**Records for processing:**
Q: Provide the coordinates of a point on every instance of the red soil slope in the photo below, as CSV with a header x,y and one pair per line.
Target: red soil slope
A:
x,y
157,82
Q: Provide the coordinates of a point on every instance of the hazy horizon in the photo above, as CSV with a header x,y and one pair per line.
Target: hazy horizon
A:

...

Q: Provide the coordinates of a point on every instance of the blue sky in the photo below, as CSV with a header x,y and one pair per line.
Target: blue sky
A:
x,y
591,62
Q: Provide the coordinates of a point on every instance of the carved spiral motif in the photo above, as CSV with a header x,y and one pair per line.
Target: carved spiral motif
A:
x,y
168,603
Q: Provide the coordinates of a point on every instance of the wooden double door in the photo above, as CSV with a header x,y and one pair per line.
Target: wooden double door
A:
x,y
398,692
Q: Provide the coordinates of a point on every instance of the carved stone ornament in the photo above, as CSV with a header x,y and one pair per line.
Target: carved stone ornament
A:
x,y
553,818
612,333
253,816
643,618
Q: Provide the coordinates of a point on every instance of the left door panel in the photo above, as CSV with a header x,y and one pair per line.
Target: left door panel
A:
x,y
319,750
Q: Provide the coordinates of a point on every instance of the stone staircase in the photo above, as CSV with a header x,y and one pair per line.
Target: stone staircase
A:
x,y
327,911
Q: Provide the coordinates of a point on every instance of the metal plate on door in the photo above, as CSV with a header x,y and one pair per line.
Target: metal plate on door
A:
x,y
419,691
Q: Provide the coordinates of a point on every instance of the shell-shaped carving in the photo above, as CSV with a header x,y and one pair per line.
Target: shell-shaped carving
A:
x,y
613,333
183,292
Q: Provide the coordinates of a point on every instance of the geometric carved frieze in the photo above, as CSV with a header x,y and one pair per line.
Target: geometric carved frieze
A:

**What is asked:**
Pull out every line of the material above that includes the string "Target". Give them in their original order.

**Response to this task:**
Target: red soil slope
Target: hazy horizon
Target: blue sky
Target: carved spiral motif
Target: wooden double door
Target: carved stone ornament
Target: left door panel
Target: stone staircase
Target: metal plate on door
Target: shell-shaped carving
Target: geometric carved frieze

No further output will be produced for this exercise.